Data provided:

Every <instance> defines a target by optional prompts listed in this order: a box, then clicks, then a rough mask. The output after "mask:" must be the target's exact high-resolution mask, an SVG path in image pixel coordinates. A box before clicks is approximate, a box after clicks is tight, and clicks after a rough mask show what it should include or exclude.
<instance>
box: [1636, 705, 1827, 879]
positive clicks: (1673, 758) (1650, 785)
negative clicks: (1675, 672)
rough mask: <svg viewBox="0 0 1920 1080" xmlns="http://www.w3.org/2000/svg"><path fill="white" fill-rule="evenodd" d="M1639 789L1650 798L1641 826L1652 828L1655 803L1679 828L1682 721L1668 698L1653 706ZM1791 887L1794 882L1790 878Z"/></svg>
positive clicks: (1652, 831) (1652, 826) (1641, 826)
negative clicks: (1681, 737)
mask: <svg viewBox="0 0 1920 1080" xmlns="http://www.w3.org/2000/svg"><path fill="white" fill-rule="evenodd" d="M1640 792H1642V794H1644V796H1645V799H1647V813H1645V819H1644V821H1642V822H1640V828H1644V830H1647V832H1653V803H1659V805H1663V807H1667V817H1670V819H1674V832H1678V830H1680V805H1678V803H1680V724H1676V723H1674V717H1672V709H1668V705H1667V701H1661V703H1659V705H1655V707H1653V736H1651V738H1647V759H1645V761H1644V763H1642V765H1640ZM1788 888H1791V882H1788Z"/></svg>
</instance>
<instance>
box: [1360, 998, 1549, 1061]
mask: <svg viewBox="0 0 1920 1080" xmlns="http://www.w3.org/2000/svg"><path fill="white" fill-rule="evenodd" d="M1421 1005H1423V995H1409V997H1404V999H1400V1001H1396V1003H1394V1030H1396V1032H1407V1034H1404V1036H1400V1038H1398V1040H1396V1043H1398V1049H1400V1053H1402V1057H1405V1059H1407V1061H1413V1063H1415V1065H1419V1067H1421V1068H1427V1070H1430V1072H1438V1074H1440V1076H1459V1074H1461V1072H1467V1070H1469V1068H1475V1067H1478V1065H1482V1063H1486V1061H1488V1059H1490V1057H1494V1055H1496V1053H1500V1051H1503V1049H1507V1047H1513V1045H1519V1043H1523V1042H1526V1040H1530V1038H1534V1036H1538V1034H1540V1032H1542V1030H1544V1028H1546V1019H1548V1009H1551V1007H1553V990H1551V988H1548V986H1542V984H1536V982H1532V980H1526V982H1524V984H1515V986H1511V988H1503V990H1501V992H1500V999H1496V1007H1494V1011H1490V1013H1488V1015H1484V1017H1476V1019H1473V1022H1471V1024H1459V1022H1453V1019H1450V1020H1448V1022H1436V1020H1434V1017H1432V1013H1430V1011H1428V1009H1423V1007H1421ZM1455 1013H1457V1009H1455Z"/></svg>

Work item:
Reproduce all of the rows above with each "rough mask" replaced by "coarse mask", changing nothing else.

Result:
Every <instance> defines a target by optional prompts listed in this order: a box, then clicks, then a coarse mask. The output after "mask:" must be the target's exact high-resolution mask, an SVG path in image pixel coordinates. A box before clicks is approximate, a box after clicks is tight, and clicks after a coarse mask show what it should include or exclude.
<instance>
box: [1636, 705, 1827, 879]
positive clicks: (1673, 758) (1650, 785)
negative clicks: (1675, 672)
coarse mask: <svg viewBox="0 0 1920 1080" xmlns="http://www.w3.org/2000/svg"><path fill="white" fill-rule="evenodd" d="M1639 789L1650 798L1641 826L1652 828L1655 803L1679 828L1682 721L1668 698L1653 706ZM1791 887L1794 882L1790 878Z"/></svg>
positive clicks: (1652, 831) (1652, 826) (1641, 826)
negative clicks: (1681, 737)
mask: <svg viewBox="0 0 1920 1080" xmlns="http://www.w3.org/2000/svg"><path fill="white" fill-rule="evenodd" d="M1640 792H1642V794H1644V796H1645V799H1647V813H1645V819H1644V821H1642V822H1640V828H1644V830H1647V832H1653V803H1659V805H1663V807H1667V817H1670V819H1674V832H1678V830H1680V805H1678V803H1680V724H1676V723H1674V717H1672V709H1668V705H1667V701H1661V703H1659V705H1655V707H1653V736H1651V738H1647V759H1645V761H1644V763H1642V765H1640ZM1788 888H1791V882H1788Z"/></svg>
</instance>
<instance>
box: [1360, 998, 1549, 1061]
mask: <svg viewBox="0 0 1920 1080" xmlns="http://www.w3.org/2000/svg"><path fill="white" fill-rule="evenodd" d="M1421 1005H1423V995H1409V997H1404V999H1400V1001H1396V1003H1394V1030H1396V1032H1407V1034H1404V1036H1400V1038H1398V1040H1396V1043H1398V1049H1400V1053H1402V1057H1405V1059H1407V1061H1413V1063H1415V1065H1419V1067H1421V1068H1427V1070H1430V1072H1438V1074H1440V1076H1459V1074H1461V1072H1467V1070H1469V1068H1475V1067H1478V1065H1482V1063H1486V1061H1488V1059H1490V1057H1494V1055H1496V1053H1500V1051H1503V1049H1507V1047H1513V1045H1519V1043H1523V1042H1526V1040H1530V1038H1534V1036H1538V1034H1540V1032H1542V1030H1544V1028H1546V1019H1548V1009H1551V1007H1553V990H1551V988H1548V986H1542V984H1536V982H1532V980H1526V982H1524V984H1515V986H1511V988H1503V990H1501V992H1500V999H1496V1007H1494V1011H1490V1013H1488V1015H1484V1017H1476V1019H1473V1022H1471V1024H1459V1022H1453V1019H1450V1020H1448V1022H1436V1020H1434V1017H1432V1013H1430V1011H1428V1009H1423V1007H1421ZM1455 1013H1457V1009H1455Z"/></svg>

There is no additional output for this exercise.